§ **GIVEN PASSAGE**:

Welcome 2020!

Happy New Year y’all!

In my last post, I wrote and told y’all my new year’s resolution was to complete my manuscript, and I’m so excited to announce that I have officially began working on it full force.  It’s in full swing and it has been since December 30th!  Being that I’m writing my memoir, in short story form, I have several short stories written but need a lot of revising.  I’ve been putting a lot of thought into how I’m going to work them all out.  This in turn made me realize, I have to feel out which short stories to work on and when it’s the best time to work on each of them.  In other words, I can’t just work on one, finish it, and then continue on to the next short story in line.  Rather, I need to feel each story out.  For instance, to give you an example, I felt the need to work revisions in a short story about forgiving myself.  I can’t move on and work on a different short story about a memory until I have first forgiven myself for many of the choices I’ve made in my life which gave me the memories I’m writing about.

I’ve also decided to share excerpts from my written work.  How great does that sound?  I would love for y’all to purchase my first book once it’s published, but why would y’all buy my book if y’all have no clue what’s in it, right?  Personally, I don’t purchase a book without first having a little knowledge of the writer or it’s contents.

In “A Letter to Myself”, I wrote it because I have to first, forgive myself, but I also wrote it because I needed help forgiving myself.  I needed to write it so I could find the positive outcomes during some rough patches in my life.  Every obstacle I have faced taught me something.  In learning from it, I share the lesson in writing to help others possibly going through the same thing, or facing a similar obstacle of their own.  That’s who I am.  That’s what I do.

So, without further ado, here’s an excerpt from “A Letter to Myself”—–

“Keep in mind, life might not have happened as you planned, but it still happened, and you still obtained everything you were after.  The only difference was the journey.”

“Your life didn’t happen the way Granny planned either, but she wanted you to have the life she wanted and cheated herself out of- finishing high school, going to college, falling in love, marriage, and raising a family.  She didn’t want that for you, but for herself.  She was trying to live her life vicariously through you.  She had her own lessons to learn, through you, the unknowing teaching implement, but she was an unteachable student.”

 

I hope y’all enjoyed reading that small portion of my most recently, completely revised piece.  I was certainly a task to write, but you know what, I feel like I finally freed myself from a burden I should have never carried in the first place.  Like I can finally accept that while a lot of people in my past expected certain things from me, it matters more what I expect from myself.

§ **TASK DETAILS**: According to the post, since what date has work on the manuscript been in full swing? The data has no connection to the post.

§ **RECORD SET**:
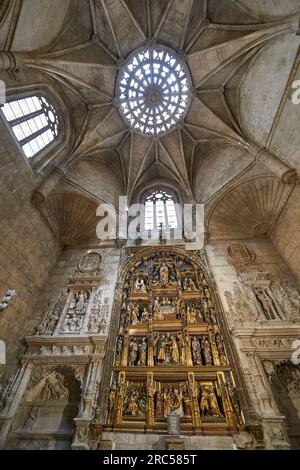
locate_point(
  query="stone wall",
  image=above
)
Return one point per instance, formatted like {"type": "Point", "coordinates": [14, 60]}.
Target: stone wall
{"type": "Point", "coordinates": [28, 250]}
{"type": "Point", "coordinates": [286, 236]}
{"type": "Point", "coordinates": [260, 297]}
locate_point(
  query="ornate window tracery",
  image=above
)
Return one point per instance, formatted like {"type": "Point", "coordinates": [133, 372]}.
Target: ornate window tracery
{"type": "Point", "coordinates": [153, 90]}
{"type": "Point", "coordinates": [160, 209]}
{"type": "Point", "coordinates": [33, 121]}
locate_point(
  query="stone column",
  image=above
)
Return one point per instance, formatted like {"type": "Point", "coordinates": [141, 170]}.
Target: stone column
{"type": "Point", "coordinates": [14, 399]}
{"type": "Point", "coordinates": [8, 61]}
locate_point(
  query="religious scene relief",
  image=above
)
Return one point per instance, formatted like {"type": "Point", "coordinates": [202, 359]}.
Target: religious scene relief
{"type": "Point", "coordinates": [170, 354]}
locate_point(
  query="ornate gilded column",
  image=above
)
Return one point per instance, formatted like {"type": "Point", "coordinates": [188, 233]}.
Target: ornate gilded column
{"type": "Point", "coordinates": [228, 410]}
{"type": "Point", "coordinates": [150, 400]}
{"type": "Point", "coordinates": [120, 399]}
{"type": "Point", "coordinates": [194, 397]}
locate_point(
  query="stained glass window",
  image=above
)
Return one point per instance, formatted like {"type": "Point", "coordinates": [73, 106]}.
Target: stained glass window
{"type": "Point", "coordinates": [160, 210]}
{"type": "Point", "coordinates": [33, 121]}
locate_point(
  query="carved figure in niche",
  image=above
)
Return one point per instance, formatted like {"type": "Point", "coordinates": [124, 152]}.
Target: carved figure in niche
{"type": "Point", "coordinates": [242, 304]}
{"type": "Point", "coordinates": [135, 401]}
{"type": "Point", "coordinates": [158, 314]}
{"type": "Point", "coordinates": [119, 350]}
{"type": "Point", "coordinates": [181, 346]}
{"type": "Point", "coordinates": [164, 275]}
{"type": "Point", "coordinates": [208, 402]}
{"type": "Point", "coordinates": [31, 418]}
{"type": "Point", "coordinates": [167, 401]}
{"type": "Point", "coordinates": [145, 316]}
{"type": "Point", "coordinates": [161, 349]}
{"type": "Point", "coordinates": [196, 352]}
{"type": "Point", "coordinates": [140, 286]}
{"type": "Point", "coordinates": [159, 404]}
{"type": "Point", "coordinates": [112, 398]}
{"type": "Point", "coordinates": [191, 315]}
{"type": "Point", "coordinates": [54, 389]}
{"type": "Point", "coordinates": [187, 408]}
{"type": "Point", "coordinates": [172, 398]}
{"type": "Point", "coordinates": [266, 304]}
{"type": "Point", "coordinates": [81, 300]}
{"type": "Point", "coordinates": [212, 316]}
{"type": "Point", "coordinates": [221, 349]}
{"type": "Point", "coordinates": [143, 352]}
{"type": "Point", "coordinates": [135, 315]}
{"type": "Point", "coordinates": [288, 297]}
{"type": "Point", "coordinates": [72, 302]}
{"type": "Point", "coordinates": [93, 322]}
{"type": "Point", "coordinates": [205, 345]}
{"type": "Point", "coordinates": [133, 352]}
{"type": "Point", "coordinates": [233, 397]}
{"type": "Point", "coordinates": [175, 350]}
{"type": "Point", "coordinates": [133, 408]}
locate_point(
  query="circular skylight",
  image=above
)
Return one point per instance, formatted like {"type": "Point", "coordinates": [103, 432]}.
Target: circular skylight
{"type": "Point", "coordinates": [154, 90]}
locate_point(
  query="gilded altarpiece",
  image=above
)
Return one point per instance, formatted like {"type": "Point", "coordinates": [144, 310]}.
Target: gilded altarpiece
{"type": "Point", "coordinates": [169, 352]}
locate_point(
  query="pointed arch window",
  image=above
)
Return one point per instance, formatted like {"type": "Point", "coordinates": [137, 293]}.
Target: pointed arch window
{"type": "Point", "coordinates": [33, 121]}
{"type": "Point", "coordinates": [160, 210]}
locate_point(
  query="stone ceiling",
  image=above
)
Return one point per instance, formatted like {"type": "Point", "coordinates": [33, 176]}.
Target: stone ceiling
{"type": "Point", "coordinates": [242, 56]}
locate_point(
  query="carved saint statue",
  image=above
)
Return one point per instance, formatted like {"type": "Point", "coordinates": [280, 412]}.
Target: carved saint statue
{"type": "Point", "coordinates": [175, 350]}
{"type": "Point", "coordinates": [158, 404]}
{"type": "Point", "coordinates": [207, 352]}
{"type": "Point", "coordinates": [133, 352]}
{"type": "Point", "coordinates": [208, 402]}
{"type": "Point", "coordinates": [143, 352]}
{"type": "Point", "coordinates": [196, 352]}
{"type": "Point", "coordinates": [158, 314]}
{"type": "Point", "coordinates": [191, 315]}
{"type": "Point", "coordinates": [133, 407]}
{"type": "Point", "coordinates": [135, 315]}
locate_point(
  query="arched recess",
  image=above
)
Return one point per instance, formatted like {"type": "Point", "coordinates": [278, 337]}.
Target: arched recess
{"type": "Point", "coordinates": [143, 282]}
{"type": "Point", "coordinates": [71, 217]}
{"type": "Point", "coordinates": [51, 401]}
{"type": "Point", "coordinates": [248, 210]}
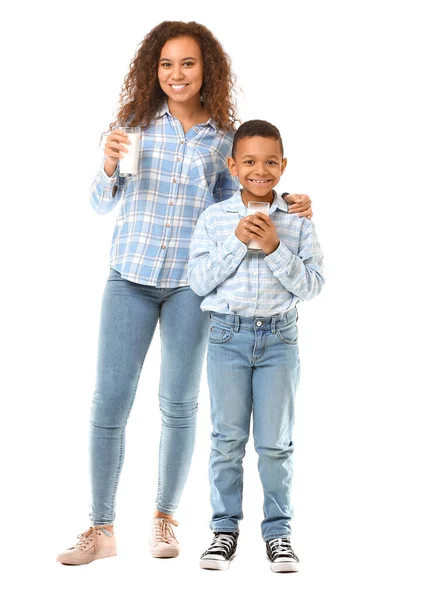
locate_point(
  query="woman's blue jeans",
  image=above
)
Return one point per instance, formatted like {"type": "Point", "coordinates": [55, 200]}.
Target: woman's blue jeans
{"type": "Point", "coordinates": [129, 316]}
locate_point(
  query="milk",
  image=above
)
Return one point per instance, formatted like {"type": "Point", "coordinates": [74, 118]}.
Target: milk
{"type": "Point", "coordinates": [129, 164]}
{"type": "Point", "coordinates": [252, 208]}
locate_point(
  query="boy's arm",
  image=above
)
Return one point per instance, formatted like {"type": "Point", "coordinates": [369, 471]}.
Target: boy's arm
{"type": "Point", "coordinates": [301, 275]}
{"type": "Point", "coordinates": [211, 263]}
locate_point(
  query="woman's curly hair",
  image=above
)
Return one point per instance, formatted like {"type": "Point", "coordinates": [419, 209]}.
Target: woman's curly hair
{"type": "Point", "coordinates": [141, 95]}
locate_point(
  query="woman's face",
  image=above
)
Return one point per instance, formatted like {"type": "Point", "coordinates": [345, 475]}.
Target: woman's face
{"type": "Point", "coordinates": [180, 69]}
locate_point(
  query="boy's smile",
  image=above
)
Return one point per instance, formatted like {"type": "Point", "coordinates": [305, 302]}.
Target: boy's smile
{"type": "Point", "coordinates": [258, 164]}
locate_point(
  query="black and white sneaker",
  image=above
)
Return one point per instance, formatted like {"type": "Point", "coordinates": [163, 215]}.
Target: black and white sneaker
{"type": "Point", "coordinates": [221, 551]}
{"type": "Point", "coordinates": [281, 556]}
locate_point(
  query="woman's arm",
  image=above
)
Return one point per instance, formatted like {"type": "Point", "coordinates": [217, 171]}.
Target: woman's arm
{"type": "Point", "coordinates": [107, 187]}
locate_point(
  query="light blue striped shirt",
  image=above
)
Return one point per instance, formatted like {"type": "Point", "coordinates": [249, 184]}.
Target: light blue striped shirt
{"type": "Point", "coordinates": [235, 280]}
{"type": "Point", "coordinates": [179, 176]}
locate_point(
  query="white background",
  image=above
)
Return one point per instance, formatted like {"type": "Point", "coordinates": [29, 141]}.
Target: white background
{"type": "Point", "coordinates": [340, 80]}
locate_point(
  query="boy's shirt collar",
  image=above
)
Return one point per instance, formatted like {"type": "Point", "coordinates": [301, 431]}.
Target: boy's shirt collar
{"type": "Point", "coordinates": [164, 110]}
{"type": "Point", "coordinates": [235, 204]}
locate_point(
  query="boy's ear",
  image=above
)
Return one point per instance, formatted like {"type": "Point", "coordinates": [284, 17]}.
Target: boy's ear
{"type": "Point", "coordinates": [231, 166]}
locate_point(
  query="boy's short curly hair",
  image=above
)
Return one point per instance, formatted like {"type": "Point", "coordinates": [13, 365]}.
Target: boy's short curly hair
{"type": "Point", "coordinates": [257, 127]}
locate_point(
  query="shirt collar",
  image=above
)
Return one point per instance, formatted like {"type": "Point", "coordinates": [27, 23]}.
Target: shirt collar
{"type": "Point", "coordinates": [164, 110]}
{"type": "Point", "coordinates": [236, 204]}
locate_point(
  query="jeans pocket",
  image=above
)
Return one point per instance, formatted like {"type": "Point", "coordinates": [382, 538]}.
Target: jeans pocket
{"type": "Point", "coordinates": [287, 332]}
{"type": "Point", "coordinates": [219, 334]}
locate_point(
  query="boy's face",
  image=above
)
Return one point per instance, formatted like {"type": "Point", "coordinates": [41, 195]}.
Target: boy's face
{"type": "Point", "coordinates": [258, 164]}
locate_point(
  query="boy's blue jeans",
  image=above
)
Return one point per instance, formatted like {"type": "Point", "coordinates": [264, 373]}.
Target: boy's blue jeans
{"type": "Point", "coordinates": [253, 368]}
{"type": "Point", "coordinates": [130, 313]}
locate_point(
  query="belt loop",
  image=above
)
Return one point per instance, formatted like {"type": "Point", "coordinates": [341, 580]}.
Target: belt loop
{"type": "Point", "coordinates": [273, 325]}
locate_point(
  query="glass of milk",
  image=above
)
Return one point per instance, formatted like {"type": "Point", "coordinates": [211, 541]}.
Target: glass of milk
{"type": "Point", "coordinates": [254, 207]}
{"type": "Point", "coordinates": [129, 164]}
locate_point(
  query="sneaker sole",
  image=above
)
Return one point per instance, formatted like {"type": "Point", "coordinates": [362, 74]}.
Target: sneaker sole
{"type": "Point", "coordinates": [76, 563]}
{"type": "Point", "coordinates": [285, 567]}
{"type": "Point", "coordinates": [215, 565]}
{"type": "Point", "coordinates": [165, 553]}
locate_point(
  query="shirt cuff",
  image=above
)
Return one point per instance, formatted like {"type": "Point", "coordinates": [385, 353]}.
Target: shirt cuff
{"type": "Point", "coordinates": [279, 259]}
{"type": "Point", "coordinates": [107, 182]}
{"type": "Point", "coordinates": [235, 246]}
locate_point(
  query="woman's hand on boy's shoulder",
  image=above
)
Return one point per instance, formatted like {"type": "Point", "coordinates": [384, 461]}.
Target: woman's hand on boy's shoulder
{"type": "Point", "coordinates": [299, 204]}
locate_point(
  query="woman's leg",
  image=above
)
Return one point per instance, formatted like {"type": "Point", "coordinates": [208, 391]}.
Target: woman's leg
{"type": "Point", "coordinates": [184, 330]}
{"type": "Point", "coordinates": [128, 320]}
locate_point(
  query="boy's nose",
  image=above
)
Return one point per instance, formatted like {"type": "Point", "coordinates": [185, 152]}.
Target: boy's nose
{"type": "Point", "coordinates": [177, 74]}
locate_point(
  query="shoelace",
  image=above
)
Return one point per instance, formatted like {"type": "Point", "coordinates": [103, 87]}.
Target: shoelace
{"type": "Point", "coordinates": [84, 538]}
{"type": "Point", "coordinates": [221, 544]}
{"type": "Point", "coordinates": [163, 531]}
{"type": "Point", "coordinates": [281, 548]}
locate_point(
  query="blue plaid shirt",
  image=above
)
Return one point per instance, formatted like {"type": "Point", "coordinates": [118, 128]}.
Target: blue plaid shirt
{"type": "Point", "coordinates": [235, 280]}
{"type": "Point", "coordinates": [179, 176]}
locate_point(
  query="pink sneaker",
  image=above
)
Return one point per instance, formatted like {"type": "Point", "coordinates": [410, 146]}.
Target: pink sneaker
{"type": "Point", "coordinates": [162, 542]}
{"type": "Point", "coordinates": [95, 543]}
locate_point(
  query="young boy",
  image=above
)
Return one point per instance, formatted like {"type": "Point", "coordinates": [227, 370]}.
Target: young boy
{"type": "Point", "coordinates": [253, 362]}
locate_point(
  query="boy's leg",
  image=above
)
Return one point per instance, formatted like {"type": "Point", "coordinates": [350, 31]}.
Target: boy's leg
{"type": "Point", "coordinates": [229, 378]}
{"type": "Point", "coordinates": [275, 381]}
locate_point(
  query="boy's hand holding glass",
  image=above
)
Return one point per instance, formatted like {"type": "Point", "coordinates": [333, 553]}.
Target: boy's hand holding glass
{"type": "Point", "coordinates": [241, 231]}
{"type": "Point", "coordinates": [260, 227]}
{"type": "Point", "coordinates": [299, 204]}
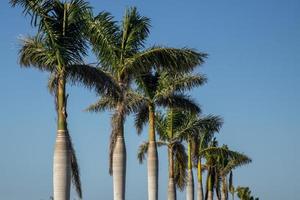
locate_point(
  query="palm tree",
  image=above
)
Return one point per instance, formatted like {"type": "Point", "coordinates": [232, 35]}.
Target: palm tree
{"type": "Point", "coordinates": [201, 142]}
{"type": "Point", "coordinates": [225, 167]}
{"type": "Point", "coordinates": [197, 125]}
{"type": "Point", "coordinates": [121, 52]}
{"type": "Point", "coordinates": [58, 48]}
{"type": "Point", "coordinates": [219, 162]}
{"type": "Point", "coordinates": [166, 90]}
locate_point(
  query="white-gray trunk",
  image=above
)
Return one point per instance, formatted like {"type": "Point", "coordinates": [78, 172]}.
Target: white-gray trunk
{"type": "Point", "coordinates": [210, 195]}
{"type": "Point", "coordinates": [199, 191]}
{"type": "Point", "coordinates": [152, 171]}
{"type": "Point", "coordinates": [171, 189]}
{"type": "Point", "coordinates": [61, 167]}
{"type": "Point", "coordinates": [190, 185]}
{"type": "Point", "coordinates": [119, 169]}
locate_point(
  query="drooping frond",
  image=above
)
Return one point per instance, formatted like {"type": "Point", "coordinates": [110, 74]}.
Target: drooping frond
{"type": "Point", "coordinates": [37, 9]}
{"type": "Point", "coordinates": [104, 35]}
{"type": "Point", "coordinates": [167, 58]}
{"type": "Point", "coordinates": [179, 101]}
{"type": "Point", "coordinates": [75, 168]}
{"type": "Point", "coordinates": [141, 118]}
{"type": "Point", "coordinates": [104, 103]}
{"type": "Point", "coordinates": [93, 78]}
{"type": "Point", "coordinates": [135, 29]}
{"type": "Point", "coordinates": [142, 151]}
{"type": "Point", "coordinates": [168, 83]}
{"type": "Point", "coordinates": [35, 52]}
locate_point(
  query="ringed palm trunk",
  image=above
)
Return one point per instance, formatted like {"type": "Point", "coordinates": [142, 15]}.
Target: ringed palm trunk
{"type": "Point", "coordinates": [200, 186]}
{"type": "Point", "coordinates": [62, 153]}
{"type": "Point", "coordinates": [119, 158]}
{"type": "Point", "coordinates": [171, 183]}
{"type": "Point", "coordinates": [190, 177]}
{"type": "Point", "coordinates": [224, 193]}
{"type": "Point", "coordinates": [210, 194]}
{"type": "Point", "coordinates": [152, 158]}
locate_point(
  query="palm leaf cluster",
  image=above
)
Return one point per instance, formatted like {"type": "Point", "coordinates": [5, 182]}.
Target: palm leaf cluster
{"type": "Point", "coordinates": [130, 77]}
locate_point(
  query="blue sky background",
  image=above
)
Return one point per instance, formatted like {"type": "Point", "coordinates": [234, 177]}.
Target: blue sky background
{"type": "Point", "coordinates": [254, 76]}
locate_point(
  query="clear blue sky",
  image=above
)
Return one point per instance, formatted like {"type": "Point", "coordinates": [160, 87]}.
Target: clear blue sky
{"type": "Point", "coordinates": [254, 77]}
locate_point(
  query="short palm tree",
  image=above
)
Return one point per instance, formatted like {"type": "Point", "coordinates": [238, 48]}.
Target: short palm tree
{"type": "Point", "coordinates": [195, 127]}
{"type": "Point", "coordinates": [244, 193]}
{"type": "Point", "coordinates": [230, 162]}
{"type": "Point", "coordinates": [121, 52]}
{"type": "Point", "coordinates": [200, 142]}
{"type": "Point", "coordinates": [58, 48]}
{"type": "Point", "coordinates": [162, 89]}
{"type": "Point", "coordinates": [219, 162]}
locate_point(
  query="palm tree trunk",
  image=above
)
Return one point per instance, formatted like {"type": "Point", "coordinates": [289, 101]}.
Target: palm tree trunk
{"type": "Point", "coordinates": [210, 194]}
{"type": "Point", "coordinates": [190, 177]}
{"type": "Point", "coordinates": [171, 184]}
{"type": "Point", "coordinates": [152, 158]}
{"type": "Point", "coordinates": [119, 157]}
{"type": "Point", "coordinates": [62, 156]}
{"type": "Point", "coordinates": [200, 186]}
{"type": "Point", "coordinates": [119, 169]}
{"type": "Point", "coordinates": [224, 192]}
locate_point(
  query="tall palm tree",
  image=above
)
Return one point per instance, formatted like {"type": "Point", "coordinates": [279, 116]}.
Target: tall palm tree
{"type": "Point", "coordinates": [121, 52]}
{"type": "Point", "coordinates": [194, 125]}
{"type": "Point", "coordinates": [166, 90]}
{"type": "Point", "coordinates": [58, 48]}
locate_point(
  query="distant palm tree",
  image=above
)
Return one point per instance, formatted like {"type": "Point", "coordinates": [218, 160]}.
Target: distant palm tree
{"type": "Point", "coordinates": [121, 52]}
{"type": "Point", "coordinates": [58, 48]}
{"type": "Point", "coordinates": [229, 162]}
{"type": "Point", "coordinates": [195, 128]}
{"type": "Point", "coordinates": [244, 193]}
{"type": "Point", "coordinates": [162, 89]}
{"type": "Point", "coordinates": [201, 142]}
{"type": "Point", "coordinates": [219, 162]}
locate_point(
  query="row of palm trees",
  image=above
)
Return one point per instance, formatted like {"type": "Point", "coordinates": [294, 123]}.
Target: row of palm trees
{"type": "Point", "coordinates": [129, 79]}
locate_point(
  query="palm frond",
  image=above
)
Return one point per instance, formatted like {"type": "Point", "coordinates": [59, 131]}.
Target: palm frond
{"type": "Point", "coordinates": [35, 52]}
{"type": "Point", "coordinates": [168, 84]}
{"type": "Point", "coordinates": [179, 101]}
{"type": "Point", "coordinates": [104, 103]}
{"type": "Point", "coordinates": [141, 118]}
{"type": "Point", "coordinates": [75, 168]}
{"type": "Point", "coordinates": [183, 59]}
{"type": "Point", "coordinates": [104, 35]}
{"type": "Point", "coordinates": [135, 29]}
{"type": "Point", "coordinates": [93, 78]}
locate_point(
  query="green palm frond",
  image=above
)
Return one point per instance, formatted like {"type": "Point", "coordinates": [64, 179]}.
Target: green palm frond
{"type": "Point", "coordinates": [183, 59]}
{"type": "Point", "coordinates": [179, 101]}
{"type": "Point", "coordinates": [135, 29]}
{"type": "Point", "coordinates": [168, 84]}
{"type": "Point", "coordinates": [35, 52]}
{"type": "Point", "coordinates": [104, 103]}
{"type": "Point", "coordinates": [93, 78]}
{"type": "Point", "coordinates": [104, 35]}
{"type": "Point", "coordinates": [141, 118]}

§ **THE SOLUTION**: December 30th.